__What the exercise asks__. Restate the whole listing word for word, missing no line.

__Data in this exercise__.
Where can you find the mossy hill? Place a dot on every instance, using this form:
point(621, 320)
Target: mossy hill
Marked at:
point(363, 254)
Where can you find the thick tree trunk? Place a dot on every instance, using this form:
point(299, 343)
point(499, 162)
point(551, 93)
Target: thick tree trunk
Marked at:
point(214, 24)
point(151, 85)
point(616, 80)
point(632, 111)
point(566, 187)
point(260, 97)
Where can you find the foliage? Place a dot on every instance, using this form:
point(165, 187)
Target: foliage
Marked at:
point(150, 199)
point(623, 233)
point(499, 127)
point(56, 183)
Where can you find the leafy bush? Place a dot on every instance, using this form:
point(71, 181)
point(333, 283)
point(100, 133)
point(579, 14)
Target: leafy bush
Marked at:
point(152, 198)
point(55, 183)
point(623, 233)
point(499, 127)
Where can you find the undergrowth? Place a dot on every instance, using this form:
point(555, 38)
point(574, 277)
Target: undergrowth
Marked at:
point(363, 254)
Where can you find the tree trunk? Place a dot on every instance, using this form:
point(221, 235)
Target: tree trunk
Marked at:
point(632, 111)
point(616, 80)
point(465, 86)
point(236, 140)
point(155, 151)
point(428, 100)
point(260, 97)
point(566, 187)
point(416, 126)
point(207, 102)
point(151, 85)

__Response for this exercise__.
Where can you find the mossy hill? Place a dot on every instance, using this form:
point(621, 320)
Target: mossy hill
Marked at:
point(363, 254)
Where can you find the thick tree trunk? Place a dot on every instance, using this form:
point(299, 343)
point(499, 162)
point(551, 93)
Target: thick tree trunk
Marked at:
point(214, 24)
point(151, 85)
point(616, 80)
point(632, 111)
point(566, 187)
point(260, 97)
Where can you find the foliage? Place a dot on every instance, using this form:
point(165, 187)
Target: foliage
Marked at:
point(150, 199)
point(623, 233)
point(499, 127)
point(56, 183)
Where can you find the leafy bush? Place a dot on every instance, using this form:
point(71, 181)
point(333, 283)
point(100, 133)
point(579, 14)
Target: leafy bush
Marked at:
point(152, 198)
point(55, 183)
point(623, 233)
point(499, 127)
Where can you find the undergrowth? Place a dot on every instance, using this form:
point(555, 38)
point(574, 277)
Target: undergrowth
Marked at:
point(363, 254)
Where can you find the tree trunk? Place a dot on every instance, using this form:
point(221, 235)
Target: tree trunk
Marked at:
point(632, 111)
point(616, 80)
point(465, 86)
point(236, 140)
point(155, 151)
point(428, 100)
point(260, 97)
point(566, 187)
point(416, 126)
point(207, 102)
point(151, 85)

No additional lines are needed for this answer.